The input

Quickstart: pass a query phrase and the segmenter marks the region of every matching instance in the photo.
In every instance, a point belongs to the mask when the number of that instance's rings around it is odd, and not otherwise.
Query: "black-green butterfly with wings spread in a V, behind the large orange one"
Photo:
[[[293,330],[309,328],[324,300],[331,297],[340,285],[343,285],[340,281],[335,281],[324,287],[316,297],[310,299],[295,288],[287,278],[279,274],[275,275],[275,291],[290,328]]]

* * *

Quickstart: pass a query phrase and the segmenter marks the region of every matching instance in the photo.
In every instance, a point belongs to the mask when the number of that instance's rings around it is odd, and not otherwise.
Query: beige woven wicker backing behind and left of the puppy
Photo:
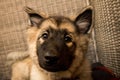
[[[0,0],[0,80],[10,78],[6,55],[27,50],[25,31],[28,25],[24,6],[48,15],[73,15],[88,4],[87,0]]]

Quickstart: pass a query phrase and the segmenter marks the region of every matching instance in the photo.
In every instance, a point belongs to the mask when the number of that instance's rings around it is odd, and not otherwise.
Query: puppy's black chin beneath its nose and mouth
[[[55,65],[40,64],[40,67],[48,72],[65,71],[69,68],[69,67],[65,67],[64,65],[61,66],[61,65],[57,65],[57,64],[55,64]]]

Work required
In the records, locate each line holding the string "behind" and copy it.

Result of the exercise
Query: "black-green butterfly with wings spread in a V, behind the large orange one"
Query: beige woven wicker backing behind and left of the puppy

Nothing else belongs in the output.